*Set task 1*: Starting at the entries line that contains "the green uniform" and ending with the last line of the entries, write every line again, requests included. Add -82 to each coordinate in the answers.

— Start Text to read —

So I agree it does seem much safer and more sensible to have a macro which lowers only the syntax within the immediate expression to be more permissive with missing
. Actually I wonder whether you could do something more like broadcast lowering where all function calls within the expression are lifted in a certain way such that dispatch can be customized, so, eg, @linq f(x,y,z)
becomes linq_missing(f, x, y, z)
.
In terms of your examples,
@linq filter(:col =>(x -> x > 1), df)
# means
linq_missing(filter, :col => (x -> linq_missing(>, x, 1)), df)
@linq combine(gd, :col => (x -> sum(x))
# means
linq_missing(combine, gd, :col => (x -> linq_missing(sum, x)))
Something like this has very regular lowering rules and gives a measure of extensibility for user defined functions.
One alternative is that filter/transform/combine could always skip missing (i.e. kwarg skipmissing = true
is the default).
Can you please help me understanding this proposal in detail? What should be the outcome of the following operations if we added skipmissing
option (now I am showing what we get now and would like to understand what we should get if we add skipmissing=true
):
julia> df = DataFrame(x=[1,missing,2])
3×1 DataFrame
│ Row │ x │
│ │ Int64? │
├─────┼─────────┤
│ 1 │ 1 │
│ 2 │ missing │
│ 3 │ 2 │
julia> select(df, :x)
3×1 DataFrame
│ Row │ x │
│ │ Int64? │
├─────┼─────────┤
│ 1 │ 1 │
│ 2 │ missing │
│ 3 │ 2 │
julia> select(df, :x => identity)
3×1 DataFrame
│ Row │ x_identity │
│ │ Int64? │
├─────┼────────────┤
│ 1 │ 1 │
│ 2 │ missing │
│ 3 │ 2 │
julia> select(df, :x => ByRow(identity))
3×1 DataFrame
│ Row │ x_identity │
│ │ Int64? │
├─────┼────────────┤
│ 1 │ 1 │
│ 2 │ missing │
│ 3 │ 2 │
julia> combine(df, :x)
3×1 DataFrame
│ Row │ x │
│ │ Int64? │
├─────┼─────────┤
│ 1 │ 1 │
│ 2 │ missing │
│ 3 │ 2 │
julia> combine(df, :x => identity)
3×1 DataFrame
│ Row │ x_identity │
│ │ Int64? │
├─────┼────────────┤
│ 1 │ 1 │
│ 2 │ missing │
│ 3 │ 2 │
julia> combine(df, :x => ByRow(identity))

— End Text to read —
— Start Data lines —

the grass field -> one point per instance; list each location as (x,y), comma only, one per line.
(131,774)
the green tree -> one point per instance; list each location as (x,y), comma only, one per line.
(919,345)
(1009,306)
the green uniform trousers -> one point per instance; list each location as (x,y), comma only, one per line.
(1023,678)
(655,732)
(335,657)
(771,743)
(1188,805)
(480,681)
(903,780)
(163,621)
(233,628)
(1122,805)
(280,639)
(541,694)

— End Data lines —

*Set task 2*: In the discussion of handling missing values, what does @linq f(x,y,z) become under the proposed lowering?

*Task output 1*:
the green uniform trousers -> one point per instance; list each location as (x,y), comma only, one per line.
(941,596)
(573,650)
(253,575)
(689,661)
(1106,723)
(398,599)
(821,698)
(81,539)
(151,546)
(1040,723)
(198,557)
(459,612)

*Task output 2*: linq_missing(f, x, y, z)